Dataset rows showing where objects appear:

● ● ● ● ●

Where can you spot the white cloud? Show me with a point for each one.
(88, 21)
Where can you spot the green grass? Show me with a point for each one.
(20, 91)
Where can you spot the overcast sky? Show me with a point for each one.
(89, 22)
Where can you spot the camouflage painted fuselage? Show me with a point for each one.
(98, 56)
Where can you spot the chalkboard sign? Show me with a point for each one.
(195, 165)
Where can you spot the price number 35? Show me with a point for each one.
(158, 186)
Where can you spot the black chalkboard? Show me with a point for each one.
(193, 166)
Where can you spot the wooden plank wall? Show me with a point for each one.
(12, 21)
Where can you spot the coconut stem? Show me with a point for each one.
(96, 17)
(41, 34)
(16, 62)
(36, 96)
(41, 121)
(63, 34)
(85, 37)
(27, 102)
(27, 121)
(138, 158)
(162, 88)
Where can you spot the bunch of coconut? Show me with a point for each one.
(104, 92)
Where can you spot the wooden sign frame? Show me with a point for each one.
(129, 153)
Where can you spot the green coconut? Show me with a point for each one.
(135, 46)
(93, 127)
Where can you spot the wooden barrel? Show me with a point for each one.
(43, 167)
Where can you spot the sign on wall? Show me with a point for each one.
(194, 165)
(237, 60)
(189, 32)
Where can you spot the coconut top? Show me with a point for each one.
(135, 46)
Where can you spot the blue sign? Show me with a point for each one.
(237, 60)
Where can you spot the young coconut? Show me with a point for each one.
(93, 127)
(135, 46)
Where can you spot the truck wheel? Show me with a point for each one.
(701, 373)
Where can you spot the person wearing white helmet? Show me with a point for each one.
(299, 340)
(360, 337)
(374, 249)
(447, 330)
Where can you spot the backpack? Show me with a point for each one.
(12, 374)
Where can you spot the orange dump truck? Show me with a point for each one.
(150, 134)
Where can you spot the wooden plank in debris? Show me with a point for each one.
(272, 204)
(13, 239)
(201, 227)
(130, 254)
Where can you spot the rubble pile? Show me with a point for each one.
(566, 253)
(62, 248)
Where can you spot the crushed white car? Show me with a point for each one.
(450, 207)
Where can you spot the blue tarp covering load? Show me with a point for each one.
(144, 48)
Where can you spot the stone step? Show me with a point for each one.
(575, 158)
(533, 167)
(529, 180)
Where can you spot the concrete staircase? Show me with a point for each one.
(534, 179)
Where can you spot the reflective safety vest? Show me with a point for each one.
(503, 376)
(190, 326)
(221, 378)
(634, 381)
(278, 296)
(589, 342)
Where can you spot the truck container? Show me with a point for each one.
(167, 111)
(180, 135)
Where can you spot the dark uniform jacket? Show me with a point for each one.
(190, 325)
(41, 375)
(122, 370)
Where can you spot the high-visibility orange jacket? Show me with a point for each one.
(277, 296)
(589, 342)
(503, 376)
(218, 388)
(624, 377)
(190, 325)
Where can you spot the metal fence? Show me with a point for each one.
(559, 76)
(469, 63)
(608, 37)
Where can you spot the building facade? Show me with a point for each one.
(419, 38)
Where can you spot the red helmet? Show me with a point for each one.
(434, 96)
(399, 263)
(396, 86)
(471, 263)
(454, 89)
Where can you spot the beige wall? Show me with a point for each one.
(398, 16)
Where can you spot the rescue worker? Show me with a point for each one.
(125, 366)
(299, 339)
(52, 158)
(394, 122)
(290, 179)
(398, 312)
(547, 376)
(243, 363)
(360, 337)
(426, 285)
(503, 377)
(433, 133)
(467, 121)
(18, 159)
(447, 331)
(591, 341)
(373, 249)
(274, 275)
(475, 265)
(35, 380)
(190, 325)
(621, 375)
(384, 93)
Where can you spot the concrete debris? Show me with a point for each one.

● ● ● ● ●

GIVEN TASK: Reproduce all of the records above verbatim, leaving every character unchanged.

SOLVED PROBLEM:
Where can you spot the white cloud? Show me with a point for each one.
(88, 21)
Where can you spot the green grass? Show me with a point for each one.
(20, 91)
Where can you spot the overcast sky? Show me with a point for each one.
(89, 22)
Where can you spot the camouflage painted fuselage? Show me with a point for each one.
(98, 56)
Where can you spot the chalkboard sign? Show me with a point for each one.
(195, 165)
Where can you spot the price number 35? Show me with a point for each one.
(158, 186)
Where can you spot the black chalkboard? Show me with a point for each one.
(193, 166)
Where can you spot the wooden plank wall? Show me with a point for each one.
(12, 21)
Where can you spot the coconut stem? Show me with a point for each one.
(96, 17)
(41, 34)
(16, 62)
(36, 96)
(41, 121)
(63, 34)
(85, 37)
(27, 102)
(27, 121)
(138, 158)
(162, 88)
Where can you spot the bunch of coconut? Show me with a point for each one.
(104, 92)
Where can you spot the wooden sign frame? Show me with a point for each one.
(129, 153)
Where can you spot the green coconut? Show me with a point for each one.
(135, 46)
(93, 127)
Where can you spot the wooden barrel? Show me with a point for each one.
(43, 167)
Where can you spot the sign on wall? Show me with a point for each one.
(194, 165)
(237, 60)
(189, 32)
Where can you spot the coconut top? Show me with a point for each one.
(135, 46)
Where can you spot the blue sign? Show me with a point for each one.
(237, 60)
Where can you spot the young coconut? Show me with a point for each one.
(93, 127)
(135, 46)
Where can you spot the truck wheel? Show me with a point for each one.
(701, 373)
Where can you spot the person wearing white helmet? Show me with a point for each one.
(299, 340)
(360, 337)
(374, 249)
(447, 330)
Where can you spot the backpack? Show me with a point for each one.
(12, 374)
Where can you spot the orange dump truck? Show me with a point for each one.
(150, 134)
Where can you spot the wooden plank in debris? Show me with a point for each one.
(272, 204)
(13, 239)
(201, 227)
(130, 254)
Where can you spot the rubble pile? Show me with a point for each one.
(566, 253)
(62, 248)
Where can you spot the crushed white car? Show me with a point for each one.
(450, 207)
Where can you spot the blue tarp covering load? Show me with a point for each one.
(144, 48)
Where can you spot the stone step? Show me with a point for each one.
(575, 158)
(533, 167)
(529, 180)
Where can you spot the concrete staircase? Show me with a point for each one.
(534, 179)
Where can you spot the reflective safety vest? Show me with a point for each one.
(503, 376)
(190, 326)
(221, 378)
(634, 381)
(278, 296)
(589, 342)
Where can you spot the truck container? Show me with a point for each one.
(167, 111)
(180, 135)
Where can you spot the dark uniform jacket? Show me with a point for each one.
(190, 325)
(41, 375)
(122, 370)
Where can you spot the high-visibility orange jacket? Show me with a point for each one.
(277, 296)
(589, 342)
(503, 376)
(218, 388)
(624, 377)
(190, 325)
Where can you spot the metal fence? Show me with a point for each one.
(559, 76)
(469, 63)
(608, 37)
Where can you spot the building facade? Show me with a point for each one.
(419, 38)
Where can you spot the red helmet? Show me with a point for each one.
(434, 96)
(399, 263)
(396, 86)
(471, 263)
(454, 89)
Where can you spot the beige wall? Show me with a point for each one.
(398, 16)
Where can you spot the rescue worker? Show me with a point for each one.
(125, 366)
(299, 339)
(52, 158)
(394, 122)
(290, 179)
(398, 312)
(547, 376)
(243, 363)
(360, 337)
(426, 285)
(503, 377)
(433, 133)
(467, 121)
(18, 159)
(447, 331)
(591, 341)
(373, 249)
(274, 275)
(475, 265)
(35, 380)
(190, 325)
(621, 375)
(384, 93)
Where can you spot the concrete debris? Show me with a point for each one.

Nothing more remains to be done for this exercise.